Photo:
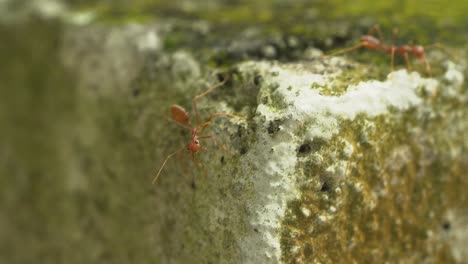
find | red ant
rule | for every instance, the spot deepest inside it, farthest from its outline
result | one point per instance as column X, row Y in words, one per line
column 181, row 117
column 369, row 41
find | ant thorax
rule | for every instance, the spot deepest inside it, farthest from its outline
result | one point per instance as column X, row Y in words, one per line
column 194, row 145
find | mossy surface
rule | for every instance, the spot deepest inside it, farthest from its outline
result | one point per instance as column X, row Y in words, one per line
column 82, row 132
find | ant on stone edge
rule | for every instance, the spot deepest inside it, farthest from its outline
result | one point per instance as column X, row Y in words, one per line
column 369, row 41
column 181, row 117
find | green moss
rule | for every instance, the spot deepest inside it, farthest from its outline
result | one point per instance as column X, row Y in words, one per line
column 390, row 209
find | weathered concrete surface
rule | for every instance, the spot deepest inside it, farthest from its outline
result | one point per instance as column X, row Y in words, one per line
column 331, row 163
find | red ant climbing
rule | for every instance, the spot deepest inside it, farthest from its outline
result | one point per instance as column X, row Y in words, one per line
column 369, row 41
column 181, row 117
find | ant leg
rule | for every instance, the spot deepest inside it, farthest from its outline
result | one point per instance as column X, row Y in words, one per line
column 197, row 116
column 408, row 64
column 218, row 143
column 183, row 161
column 376, row 28
column 428, row 67
column 164, row 163
column 345, row 50
column 198, row 164
column 394, row 35
column 208, row 121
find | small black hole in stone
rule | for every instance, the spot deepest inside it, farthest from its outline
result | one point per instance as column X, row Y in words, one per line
column 136, row 92
column 273, row 127
column 446, row 226
column 325, row 187
column 257, row 79
column 304, row 149
column 243, row 150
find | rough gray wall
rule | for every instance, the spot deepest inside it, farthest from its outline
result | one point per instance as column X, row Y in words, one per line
column 334, row 161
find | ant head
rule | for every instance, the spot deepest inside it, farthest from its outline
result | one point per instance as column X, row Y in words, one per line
column 180, row 114
column 418, row 51
column 370, row 42
column 194, row 146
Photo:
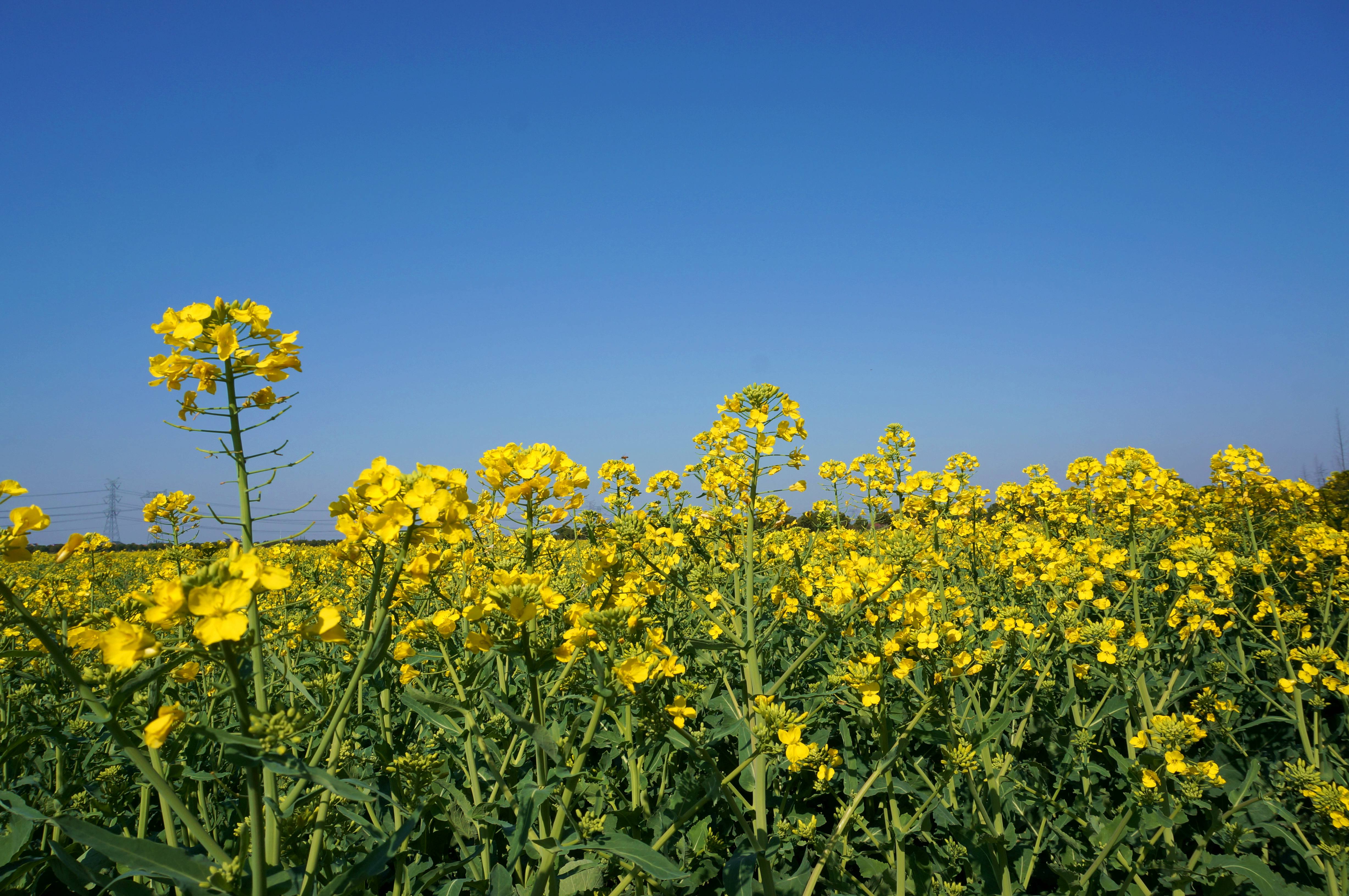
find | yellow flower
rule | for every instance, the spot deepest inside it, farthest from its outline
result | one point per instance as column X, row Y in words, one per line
column 446, row 623
column 227, row 341
column 327, row 628
column 478, row 643
column 255, row 573
column 160, row 729
column 69, row 547
column 168, row 604
column 187, row 673
column 27, row 520
column 681, row 712
column 125, row 646
column 83, row 639
column 221, row 611
column 632, row 671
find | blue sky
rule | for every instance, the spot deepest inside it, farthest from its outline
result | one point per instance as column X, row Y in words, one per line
column 1027, row 231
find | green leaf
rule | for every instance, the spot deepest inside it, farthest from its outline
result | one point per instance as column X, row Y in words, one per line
column 14, row 840
column 869, row 867
column 130, row 687
column 358, row 876
column 15, row 805
column 295, row 679
column 529, row 799
column 579, row 878
column 501, row 883
column 431, row 716
column 738, row 875
column 295, row 767
column 636, row 852
column 145, row 856
column 697, row 644
column 536, row 732
column 1267, row 880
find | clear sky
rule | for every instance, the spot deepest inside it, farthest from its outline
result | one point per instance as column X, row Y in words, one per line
column 1030, row 231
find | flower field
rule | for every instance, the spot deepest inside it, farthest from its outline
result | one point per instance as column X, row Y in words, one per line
column 1112, row 682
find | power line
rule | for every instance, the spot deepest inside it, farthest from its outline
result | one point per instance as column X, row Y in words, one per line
column 111, row 524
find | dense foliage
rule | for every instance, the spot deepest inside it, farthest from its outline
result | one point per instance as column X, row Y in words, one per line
column 1117, row 682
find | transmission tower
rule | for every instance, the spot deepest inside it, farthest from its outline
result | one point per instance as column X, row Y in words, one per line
column 114, row 501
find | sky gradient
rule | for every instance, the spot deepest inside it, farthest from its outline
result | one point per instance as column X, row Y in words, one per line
column 1027, row 231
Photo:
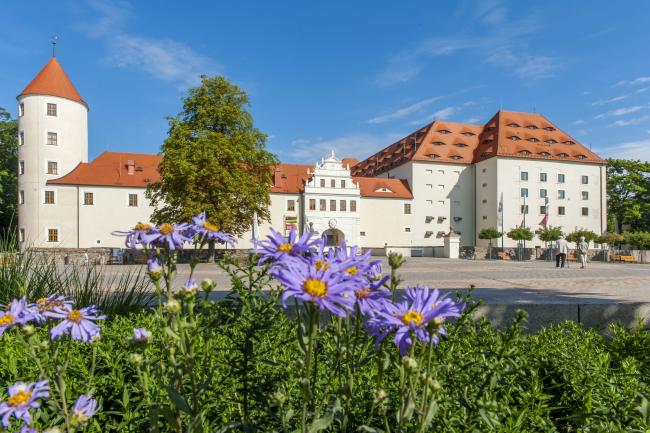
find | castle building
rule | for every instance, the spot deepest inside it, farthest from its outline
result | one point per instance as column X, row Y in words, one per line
column 411, row 196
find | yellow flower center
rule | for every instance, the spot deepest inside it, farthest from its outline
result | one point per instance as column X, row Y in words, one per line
column 286, row 248
column 362, row 293
column 209, row 227
column 166, row 228
column 75, row 316
column 412, row 317
column 7, row 319
column 19, row 398
column 315, row 288
column 322, row 264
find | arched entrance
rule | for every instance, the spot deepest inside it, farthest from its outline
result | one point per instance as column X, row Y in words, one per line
column 333, row 237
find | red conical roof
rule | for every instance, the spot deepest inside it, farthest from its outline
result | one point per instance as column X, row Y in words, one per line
column 53, row 81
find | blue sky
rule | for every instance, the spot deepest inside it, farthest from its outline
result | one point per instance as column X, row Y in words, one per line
column 347, row 75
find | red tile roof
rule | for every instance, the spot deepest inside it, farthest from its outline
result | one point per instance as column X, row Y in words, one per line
column 440, row 141
column 53, row 81
column 112, row 169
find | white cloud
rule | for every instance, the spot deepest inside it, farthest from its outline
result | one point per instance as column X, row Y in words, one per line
column 619, row 112
column 404, row 111
column 630, row 150
column 164, row 59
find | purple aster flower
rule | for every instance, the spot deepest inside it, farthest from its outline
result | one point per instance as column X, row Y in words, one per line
column 140, row 336
column 277, row 248
column 421, row 314
column 137, row 235
column 51, row 303
column 83, row 409
column 208, row 231
column 17, row 313
column 327, row 287
column 172, row 236
column 80, row 324
column 22, row 398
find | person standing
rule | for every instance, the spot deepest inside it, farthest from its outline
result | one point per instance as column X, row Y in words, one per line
column 561, row 248
column 583, row 249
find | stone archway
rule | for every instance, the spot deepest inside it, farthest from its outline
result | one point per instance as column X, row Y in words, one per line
column 333, row 237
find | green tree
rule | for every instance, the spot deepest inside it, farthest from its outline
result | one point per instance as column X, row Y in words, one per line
column 489, row 234
column 628, row 192
column 8, row 170
column 214, row 159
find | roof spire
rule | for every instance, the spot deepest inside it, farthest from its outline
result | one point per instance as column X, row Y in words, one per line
column 55, row 39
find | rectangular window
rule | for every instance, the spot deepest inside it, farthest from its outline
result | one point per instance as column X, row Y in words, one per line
column 51, row 109
column 52, row 167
◆ ◆ ◆ ◆
• _The problem_
If a record holds a picture, leave the picture out, but copy everything else exactly.

• _Written response_
Photo:
find | red ant
rule | for every instance, the spot deepest inside it, farthest from its outline
result | one point per instance as column X, row Y in words, one per line
column 181, row 117
column 369, row 41
find | ant thorax
rule | for every instance, the spot deepest inside it, farthest from its outline
result | one point per instance as column X, row Y in words, one per line
column 194, row 145
find | mossy surface
rule | for every instance, the spot deepest inside it, farthest from its outline
result | one point per instance as column X, row Y in words, one per line
column 82, row 132
find | ant on stone edge
rule | for every instance, the spot deepest inside it, farthest from its outline
result | one point per instance as column X, row Y in words, one per line
column 369, row 41
column 181, row 117
find | green moss
rule | for every instance, the spot deepest inside it, farthest from its outline
result | one point per instance as column X, row Y in words, one per line
column 390, row 209
find | weathered concrete surface
rule | for every instance, the spot deepest inside it, farthest from its outline
result | one point per instance as column X, row Y in words, one per line
column 331, row 163
find | red ant climbing
rule | for every instance, the spot deepest inside it, farthest from its outline
result | one point per instance as column X, row Y in words, one per line
column 369, row 41
column 181, row 117
find | ant leg
rule | for every instance, the spot deepest inside it, farthest from its outline
result | one point per instance as column X, row Y in words, one per line
column 197, row 116
column 408, row 64
column 218, row 143
column 183, row 161
column 376, row 28
column 428, row 67
column 164, row 163
column 345, row 50
column 198, row 164
column 394, row 35
column 208, row 121
find | small black hole in stone
rule | for every instance, the spot deepest inside it, farthest from its outline
result | one point per instance as column X, row Y in words, one per line
column 136, row 92
column 273, row 127
column 446, row 226
column 325, row 187
column 257, row 79
column 304, row 149
column 243, row 150
find | rough gray wall
rule | for every instance, the spot deepest inside it, farthest from its outline
result | one point per instance as column X, row Y in words, one per line
column 334, row 161
find | ant head
rule | for every instance, the spot deepest inside it, farthest from its outline
result | one point per instance as column X, row Y in words, one per line
column 180, row 114
column 418, row 51
column 370, row 42
column 194, row 146
Photo:
find | yellow flower
rule | for every instance, the spot deepest inside it, farthest from its outline
result | one point per instance as column X, row Y in words, one per line
column 446, row 623
column 227, row 341
column 327, row 628
column 478, row 643
column 255, row 573
column 160, row 729
column 69, row 547
column 168, row 604
column 187, row 673
column 27, row 520
column 681, row 712
column 125, row 646
column 83, row 639
column 221, row 611
column 632, row 671
find | blue sky
rule | for every instance, the spot deepest inside it, farthest from its outline
result | one point per instance as column X, row Y in words, one per line
column 1027, row 231
find | green leaf
rule | for every instance, the spot deepest inside it, farthest from its outline
result | one point per instance as column X, row Y in words, one per line
column 14, row 840
column 869, row 867
column 130, row 687
column 358, row 876
column 15, row 805
column 295, row 679
column 529, row 799
column 579, row 878
column 501, row 883
column 431, row 716
column 738, row 875
column 295, row 767
column 636, row 852
column 145, row 856
column 697, row 644
column 536, row 732
column 1267, row 880
find | clear sky
rule | for every instance, the spot deepest inside it, farthest from its outline
result | one point per instance as column X, row Y in words, one per line
column 1030, row 231
find | flower field
rule | for every instance, the spot deepest inside it, farthest from its outline
result | one point per instance as column X, row Y in words, one per line
column 1112, row 682
find | power line
rule | for every instance, the spot deepest inside it, farthest from its outline
result | one point per instance as column X, row Y in words, one per line
column 111, row 524
find | dense foliage
rule | for every instance, the spot deepest inside it, farthest from its outline
result | one point per instance as column X, row Y in words, one per line
column 1117, row 682
find | transmission tower
rule | for every instance, the spot deepest inside it, farthest from its outline
result | one point per instance as column X, row Y in words, one per line
column 114, row 501
find | sky gradient
rule | for every instance, the spot deepest inside it, farthest from its outline
result | one point per instance as column X, row Y in words, one per line
column 1027, row 231
Photo:
find | castle building
rule | for every instance, the spot deepest inside it, farthest from its outline
result | one point per instance as column X, row Y in words, one per line
column 411, row 196
find | yellow flower center
rule | for every instance, the spot deepest inside it, farthest from its outline
result | one point per instance as column X, row Y in words, one per line
column 286, row 248
column 362, row 293
column 209, row 227
column 166, row 228
column 75, row 316
column 412, row 317
column 7, row 319
column 19, row 398
column 315, row 288
column 322, row 264
find | arched entrance
rule | for every instance, the spot deepest inside it, farthest from its outline
result | one point per instance as column X, row Y in words, one per line
column 333, row 237
find | red conical roof
rule | for every instance, the spot deepest inside it, farthest from its outline
result | one point per instance as column X, row Y in words, one per line
column 53, row 81
find | blue sky
rule | for every instance, the spot deepest inside it, farthest from its outline
result | one point per instance as column X, row Y in words, one per line
column 347, row 75
find | red tile roof
rule | for every instance, the spot deepest inside it, farthest from its outline
result | one point per instance as column X, row Y in words, one per line
column 440, row 141
column 53, row 81
column 112, row 169
find | white cloud
rule | for every instance, the spot deepest inside it, farthest from its outline
result | one point per instance as column X, row Y in words, one per line
column 619, row 112
column 404, row 111
column 630, row 150
column 164, row 59
find | purple aster flower
rule | for every instance, the spot deepest inside it, farthest from its outline
result | one point per instance as column X, row Y in words, one per line
column 140, row 336
column 277, row 248
column 421, row 314
column 137, row 235
column 51, row 303
column 83, row 409
column 208, row 231
column 17, row 313
column 327, row 287
column 172, row 236
column 80, row 324
column 22, row 398
find | person standing
rule | for every instance, the spot deepest inside it, farthest from its outline
result | one point per instance as column X, row Y in words, one per line
column 561, row 248
column 583, row 249
find | stone archway
rule | for every instance, the spot deepest inside it, farthest from its outline
result | one point per instance as column X, row Y in words, one per line
column 333, row 237
find | green tree
rule | for every instance, the spot deepest inside it, farthest from its outline
result | one point per instance as column X, row Y in words, one per line
column 489, row 234
column 628, row 192
column 8, row 170
column 214, row 159
find | roof spire
rule | for every instance, the spot deepest inside it, farthest from its outline
result | one point per instance as column X, row Y in words, one per line
column 55, row 39
find | rectangular window
rule | for every instance, the spot deepest inside it, farthest from its outline
result | one point per instance as column X, row Y in words, one per line
column 51, row 109
column 52, row 167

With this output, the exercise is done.